**Using the information:**
1) Translate this sentence from the job posting into Spanish: "With access to continuous learning, mentorship, and global projects, your expertise will drive meaningful change."
2) Return the part of the job posting that opens with the words containing "- At EPAM, you'll" and closes with "drive meaningful change.", copied exactly.
3) Decide whether each statement agrees with the job posting, answering yes or no and quoting the deciding words: (a) The role requires at least five years of experience supporting production server infrastructure. (b) The position can be done fully remotely. (c) The GPU platform experience sought is preferably with AMD hardware.

─── Text passage ───

MUST HAVE SKILLS:
Configuration Management
GPGPU/GPU
Hardware Troubleshooting
Infrastructure & Operations
Infrastructure Automation and Orchestration
Linux Administration
Description:
- Join our team to operate and support cutting-edge GPU infrastructure powering AI and high-performance computing workloads for a leading global hyperscale cloud provider. In this hands-on role, you'll manage the full lifecycle of NVIDIA GPU platforms from bring-up to break/fix while ensuring optimal performance for advanced AI applications.
- At EPAM, you'll work on cutting-edge technologies, solve complex challenges, and shape the future of digital innovation. With access to continuous learning, mentorship, and global projects, your expertise will drive meaningful change.
Responsibilities:
- Operate and maintain production GPU and bare-metal compute platforms with hands-on hardware management
- Perform physical infrastructure tasks including rack/stack, cabling, power validation, and system bring-up
- Diagnose hardware faults, replace failed components, and coordinate vendor support for complex issues
- Install and configure Linux operating systems with GPU-specific drivers and software stacks
- Execute platform validation using diagnostic tools to ensure GPU health, stability, and performance
- Provision bare-metal systems through automated workflows while troubleshooting configuration issues
- Apply firmware, BIOS, and platform configuration changes following standardized change processes
Requirements:
- 5+ years professional experience supporting production server infrastructure in data center environments
- Strong Linux administration skills with ability to independently troubleshoot system-level issues
- Hands-on experience with physical server hardware including diagnostics and component replacement
- Familiarity with GPU platforms, preferably NVIDIA, and associated drivers and software stacks
- Experience working in structured, change-controlled production environments
- Knowledge of infrastructure monitoring tools and alert response procedures
- Excellent communication skills with ability to collaborate across operations and engineering teams
Location: On-site position in the Greater Seattle/Redmond area requiring regular hands-on access to hardware in lab or data center environments.

─── Extracted data ───

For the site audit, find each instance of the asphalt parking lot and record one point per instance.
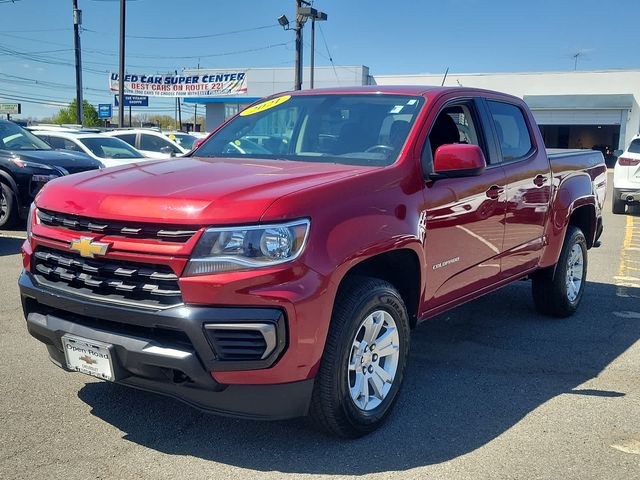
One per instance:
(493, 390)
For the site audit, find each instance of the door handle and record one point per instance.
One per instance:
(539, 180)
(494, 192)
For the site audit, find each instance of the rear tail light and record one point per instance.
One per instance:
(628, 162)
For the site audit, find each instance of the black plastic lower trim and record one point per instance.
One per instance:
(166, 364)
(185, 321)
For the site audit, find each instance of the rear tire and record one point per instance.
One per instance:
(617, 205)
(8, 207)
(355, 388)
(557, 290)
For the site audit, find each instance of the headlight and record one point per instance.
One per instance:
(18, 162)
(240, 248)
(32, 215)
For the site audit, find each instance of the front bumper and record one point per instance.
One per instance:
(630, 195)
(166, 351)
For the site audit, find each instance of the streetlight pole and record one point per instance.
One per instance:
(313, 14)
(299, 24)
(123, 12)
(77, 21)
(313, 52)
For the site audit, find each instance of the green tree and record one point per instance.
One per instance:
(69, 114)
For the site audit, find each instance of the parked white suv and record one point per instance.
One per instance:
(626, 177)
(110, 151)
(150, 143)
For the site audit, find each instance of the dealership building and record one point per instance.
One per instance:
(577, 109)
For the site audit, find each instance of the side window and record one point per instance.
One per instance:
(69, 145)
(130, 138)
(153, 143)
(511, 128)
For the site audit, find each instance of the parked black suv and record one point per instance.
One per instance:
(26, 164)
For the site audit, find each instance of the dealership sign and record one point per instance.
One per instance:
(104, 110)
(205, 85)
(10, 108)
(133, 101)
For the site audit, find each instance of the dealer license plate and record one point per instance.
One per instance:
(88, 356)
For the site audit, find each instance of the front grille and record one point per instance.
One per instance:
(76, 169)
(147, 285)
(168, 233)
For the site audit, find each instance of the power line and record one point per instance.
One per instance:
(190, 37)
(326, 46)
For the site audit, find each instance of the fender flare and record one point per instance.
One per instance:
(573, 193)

───

**Responses by task:**
1) Con acceso a aprendizaje continuo, mentoría y proyectos globales, tu experiencia impulsará un cambio significativo.

2)
- At EPAM, you'll work on cutting-edge technologies, solve complex challenges, and shape the future of digital innovation. With access to continuous learning, mentorship, and global projects, your expertise will drive meaningful change.

3)
(a) Yes: "5+ years professional experience supporting production server infrastructure in data center environments"
(b) No: "On-site position in the Greater Seattle/Redmond area requiring regular hands-on access to hardware in lab or data center environments"
(c) No: "Familiarity with GPU platforms, preferably NVIDIA"